*** Block opens ***

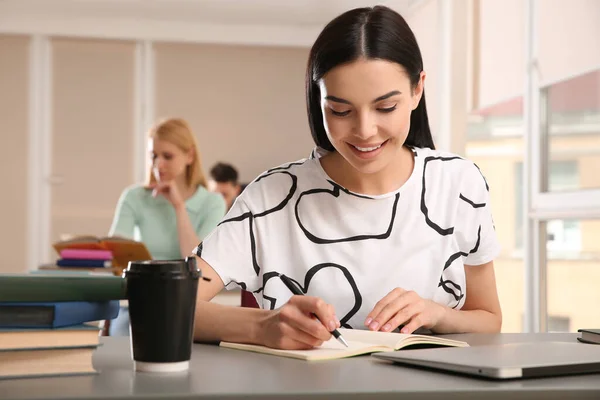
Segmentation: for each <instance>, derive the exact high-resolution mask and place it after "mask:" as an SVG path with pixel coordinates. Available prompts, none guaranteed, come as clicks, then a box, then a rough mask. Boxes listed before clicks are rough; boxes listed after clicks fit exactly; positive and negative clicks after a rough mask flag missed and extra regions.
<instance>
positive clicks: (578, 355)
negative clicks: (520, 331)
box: [372, 342, 600, 379]
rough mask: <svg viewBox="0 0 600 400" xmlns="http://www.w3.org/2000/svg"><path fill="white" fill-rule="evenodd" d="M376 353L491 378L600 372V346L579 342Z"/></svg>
mask: <svg viewBox="0 0 600 400" xmlns="http://www.w3.org/2000/svg"><path fill="white" fill-rule="evenodd" d="M372 357H375V358H378V359H382V360H388V361H393V362H394V363H397V364H401V365H407V366H417V367H424V368H428V369H436V370H441V371H449V372H454V373H459V374H466V375H471V376H477V377H484V378H491V379H520V378H534V377H546V376H557V375H571V374H583V373H600V346H597V345H591V344H584V343H579V342H573V343H571V342H537V343H510V344H495V345H484V346H472V347H461V348H459V347H444V348H429V349H415V350H407V349H405V350H400V351H394V352H385V353H375V354H373V355H372Z"/></svg>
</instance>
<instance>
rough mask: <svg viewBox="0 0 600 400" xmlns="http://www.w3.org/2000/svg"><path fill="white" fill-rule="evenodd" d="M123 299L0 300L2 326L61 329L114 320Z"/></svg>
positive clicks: (26, 327)
mask: <svg viewBox="0 0 600 400" xmlns="http://www.w3.org/2000/svg"><path fill="white" fill-rule="evenodd" d="M118 314H119V301H118V300H111V301H99V302H91V301H63V302H38V303H16V302H0V328H58V327H64V326H72V325H79V324H82V323H84V322H90V321H101V320H107V319H114V318H116V317H117V315H118Z"/></svg>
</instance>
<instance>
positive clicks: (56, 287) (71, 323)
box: [0, 274, 125, 379]
mask: <svg viewBox="0 0 600 400" xmlns="http://www.w3.org/2000/svg"><path fill="white" fill-rule="evenodd" d="M123 298H125V285H124V279H122V278H120V277H116V276H93V275H62V274H52V275H43V274H27V275H16V274H0V379H10V378H25V377H39V376H56V375H58V376H60V375H78V374H90V373H95V372H96V371H95V369H94V366H93V364H92V355H93V352H94V351H95V350H96V349H97V347H98V346H99V344H100V338H99V335H100V328H99V327H98V324H97V323H95V321H102V320H110V319H114V318H116V317H117V315H118V312H119V300H120V299H123Z"/></svg>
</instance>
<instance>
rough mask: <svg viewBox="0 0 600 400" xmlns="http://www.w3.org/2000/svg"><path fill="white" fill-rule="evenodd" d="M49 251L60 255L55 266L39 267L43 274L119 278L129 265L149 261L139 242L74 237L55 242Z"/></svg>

*** Block closes ***

• To-do item:
Write out all the records again with every "positive clicks" changed to "foreground clicks" and nothing else altered. Leave the pictures out.

• Reply to the task:
Segmentation: for each <instance>, derive the exact high-resolution mask and place it after "mask:" as an SVG path with pixel coordinates. Available prompts, none guaranteed, come as clicks, then a box, then a rough mask. Boxes listed before clicks are rough; boxes listed after clicks fit exactly; positive and negative clicks after a rough mask flag missed and extra regions.
<instance>
foreground clicks: (578, 355)
negative clicks: (520, 331)
box: [372, 342, 600, 379]
rough mask: <svg viewBox="0 0 600 400" xmlns="http://www.w3.org/2000/svg"><path fill="white" fill-rule="evenodd" d="M376 353L491 378L600 372V346L579 342Z"/></svg>
mask: <svg viewBox="0 0 600 400" xmlns="http://www.w3.org/2000/svg"><path fill="white" fill-rule="evenodd" d="M372 357H375V358H378V359H382V360H388V361H393V362H394V363H397V364H401V365H407V366H417V367H424V368H428V369H436V370H441V371H449V372H454V373H459V374H466V375H471V376H477V377H484V378H491V379H520V378H534V377H546V376H557V375H571V374H583V373H600V346H597V345H591V344H584V343H579V342H573V343H571V342H537V343H510V344H495V345H484V346H472V347H461V348H459V347H444V348H429V349H415V350H407V349H405V350H400V351H394V352H385V353H375V354H373V355H372Z"/></svg>
</instance>
<instance>
rough mask: <svg viewBox="0 0 600 400" xmlns="http://www.w3.org/2000/svg"><path fill="white" fill-rule="evenodd" d="M123 299L0 300L2 326L61 329L114 320Z"/></svg>
foreground clicks: (26, 327)
mask: <svg viewBox="0 0 600 400" xmlns="http://www.w3.org/2000/svg"><path fill="white" fill-rule="evenodd" d="M118 314H119V301H118V300H111V301H99V302H91V301H63V302H38V303H16V302H0V328H58V327H64V326H72V325H79V324H82V323H84V322H90V321H101V320H107V319H114V318H116V317H117V315H118Z"/></svg>
</instance>
<instance>
foreground clicks: (56, 287) (71, 323)
box: [0, 274, 125, 379]
mask: <svg viewBox="0 0 600 400" xmlns="http://www.w3.org/2000/svg"><path fill="white" fill-rule="evenodd" d="M123 298H125V285H124V279H122V278H120V277H116V276H93V275H62V274H52V275H43V274H27V275H16V274H0V379H10V378H25V377H39V376H56V375H58V376H60V375H78V374H90V373H95V372H96V371H95V369H94V366H93V364H92V355H93V352H94V351H95V350H96V349H97V347H98V346H99V344H100V338H99V335H100V328H99V327H98V324H97V323H95V321H102V320H110V319H114V318H116V317H117V315H118V312H119V300H120V299H123Z"/></svg>
</instance>
<instance>
rough mask: <svg viewBox="0 0 600 400" xmlns="http://www.w3.org/2000/svg"><path fill="white" fill-rule="evenodd" d="M49 251L60 255L55 266L39 267L43 274L119 278L129 265L149 261L139 242L74 237L55 242Z"/></svg>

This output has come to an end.